Work to be completed —
Which lines of the data below contain the word "bamboo"? Identify each one and copy it in full, matching case exactly.

Data section —
● ● ● ●

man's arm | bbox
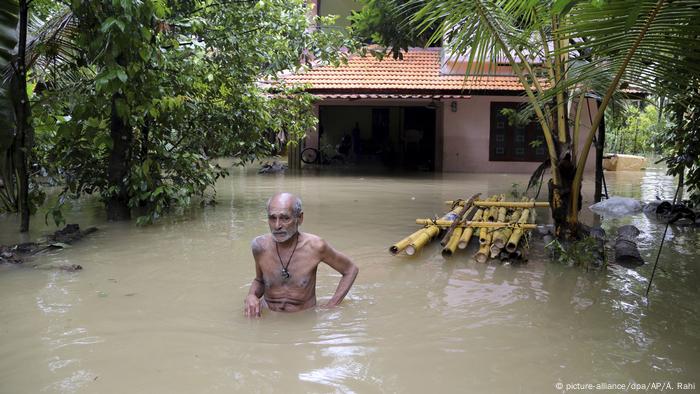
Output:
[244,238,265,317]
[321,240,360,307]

● ● ● ●

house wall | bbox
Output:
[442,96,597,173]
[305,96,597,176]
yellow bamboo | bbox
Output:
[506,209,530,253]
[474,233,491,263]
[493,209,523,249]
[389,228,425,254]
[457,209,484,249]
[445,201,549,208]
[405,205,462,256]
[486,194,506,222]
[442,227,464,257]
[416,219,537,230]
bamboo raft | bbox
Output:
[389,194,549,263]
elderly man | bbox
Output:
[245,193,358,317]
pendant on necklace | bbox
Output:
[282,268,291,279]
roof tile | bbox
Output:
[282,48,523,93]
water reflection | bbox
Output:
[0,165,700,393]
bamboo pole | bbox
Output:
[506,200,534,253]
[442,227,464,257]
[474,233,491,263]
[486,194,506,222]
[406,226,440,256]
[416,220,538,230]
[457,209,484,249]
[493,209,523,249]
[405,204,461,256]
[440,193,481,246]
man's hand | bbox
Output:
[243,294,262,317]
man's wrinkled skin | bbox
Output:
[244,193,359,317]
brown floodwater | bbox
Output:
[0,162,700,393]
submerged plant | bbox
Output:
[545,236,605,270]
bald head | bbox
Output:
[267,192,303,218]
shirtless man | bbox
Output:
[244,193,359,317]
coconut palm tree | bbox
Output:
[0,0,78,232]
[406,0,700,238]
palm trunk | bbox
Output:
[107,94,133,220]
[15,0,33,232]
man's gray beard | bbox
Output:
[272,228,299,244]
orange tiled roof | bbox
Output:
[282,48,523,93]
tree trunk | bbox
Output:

● ● ● ●

Answer for this exercise —
yellow bamboo | bbox
bamboo raft | bbox
bamboo pole | bbox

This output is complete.